_Selected text_.
=== Begin Enclosure ===

CTCF binds to sites in the major histocompatibility complex that are rapidly reconfigured in response to interferon-gamma.

Activation of the major histocompatibility complex (MHC) by interferon-gamma (IFN-γ) is a fundamental step in the adaptive immune response to pathogens. Here, we show that reorganization of chromatin loop domains in the MHC is evident within the first 30 min of IFN-γ treatment of fibroblasts, and that further dynamic alterations occur up to 6 h. These very rapid changes occur at genomic sites which are occupied by CTCF and are close to IFN-γ-inducible MHC genes. Early responses to IFN-γ are thus initiated independently of CIITA, the master regulator of MHC class II genes and prepare the MHC for subsequent induction of transcription.

Reconfiguration of genomic anchors upon transcriptional activation of the human major histocompatibility complex.

The folding of chromatin into topologically constrained loop domains is essential for genomic function. We have identified genomic anchors that define the organization of chromatin loop domains across the human major histocompatibility complex (MHC). This locus contains critical genes for immunity and is associated with more diseases than any other region of the genome. Classical MHC genes are expressed in a cell type-specific pattern and can be induced by cytokines such as interferon-gamma (IFNG). Transcriptional activation of the MHC was associated with a reconfiguration of chromatin architecture resulting from the formation of additional genomic anchors. These findings suggest that the dynamic arrangement of genomic anchors and loops plays a role in transcriptional regulation.

P-STAT1 mediates higher-order chromatin remodelling of the human MHC in response to IFNgamma.

Transcriptional activation of the major histocompatibility complex (MHC) by IFNgamma is a key step in cell-mediated immunity. At an early stage of IFNgamma induction, chromatin carrying the entire MHC locus loops out from the chromosome 6 territory. We show here that JAK/STAT signalling triggers this higher-order chromatin remodelling and the entire MHC locus becomes decondensed prior to transcriptional activation of the classical HLA class II genes. A single point mutation of STAT1 that prevents phosphorylation is sufficient to abolish chromatin remodelling, thus establishing a direct link between the JAK/STAT signalling pathway and human chromatin architecture. The onset of chromatin remodelling corresponds with the binding of activated STAT1 and the chromatin remodelling enzyme BRG1 at specific sites within the MHC, and is followed by RNA-polymerase recruitment and histone hyperacetylation. We propose that the higher-order chromatin remodelling of the MHC locus is an essential step to generate a transcriptionally permissive chromatin environment for subsequent activation of classical HLA genes.

=== End Enclosure ===

_Supplied data_.
=== Begin Enclosure ===

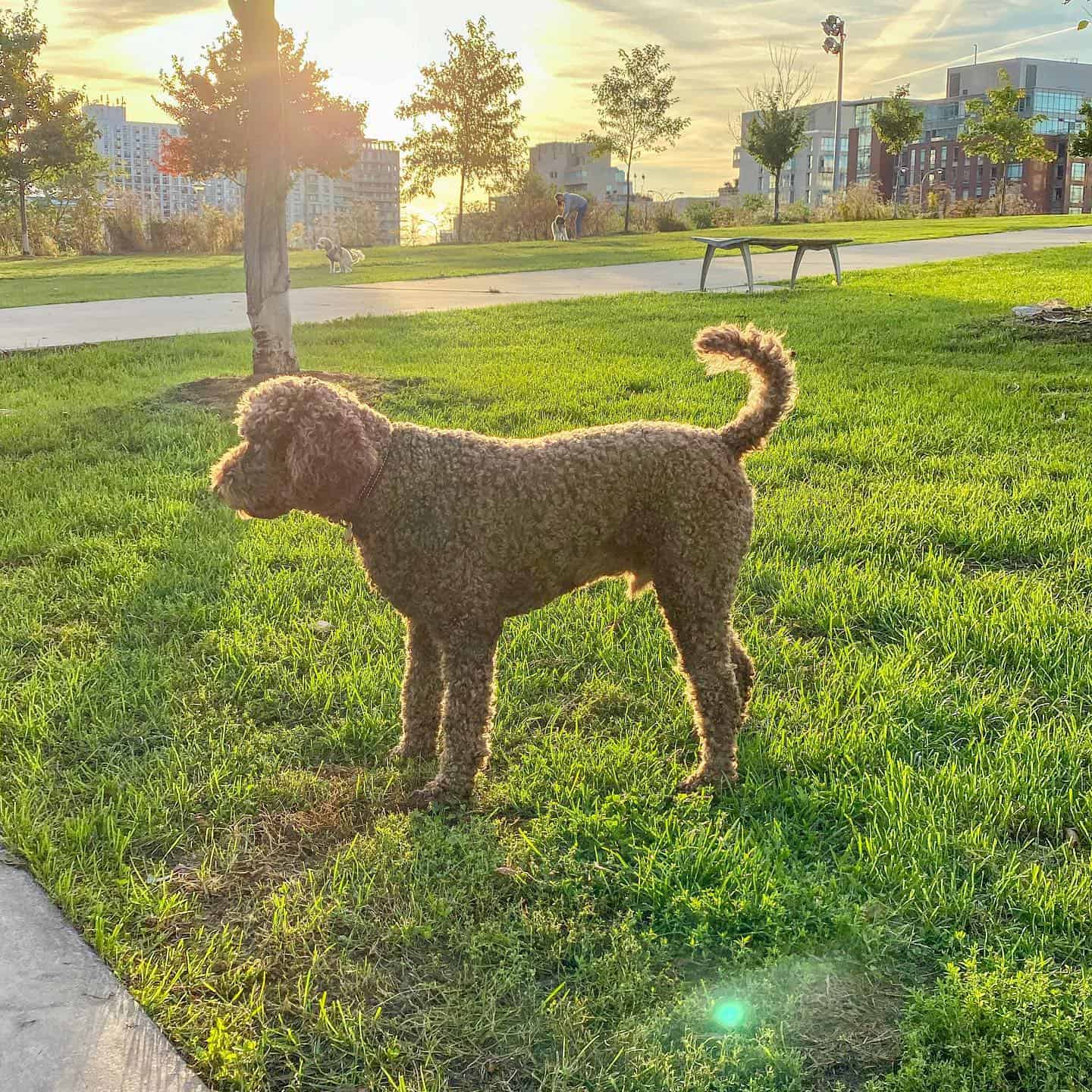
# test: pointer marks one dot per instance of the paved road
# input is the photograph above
(67, 1025)
(166, 315)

=== End Enclosure ===

_Problem details_. Please check each statement against the MHC text at the top of the page and answer yes or no for each, quoting the words from the text that decide it. (a) Reorganization of chromatin loop domains in the MHC shows up within the first 30 minutes of IFN-γ treatment of fibroblasts. (b) Early responses to IFN-γ depend on CIITA. (c) A single point mutation of STAT1 that prevents phosphorylation abolishes chromatin remodelling.

_Response area_.
(a) Yes: "reorganization of chromatin loop domains in the MHC is evident within the first 30 min of IFN-γ treatment of fibroblasts"
(b) No: "Early responses to IFN-γ are thus initiated independently of CIITA"
(c) Yes: "A single point mutation of STAT1 that prevents phosphorylation is sufficient to abolish chromatin remodelling"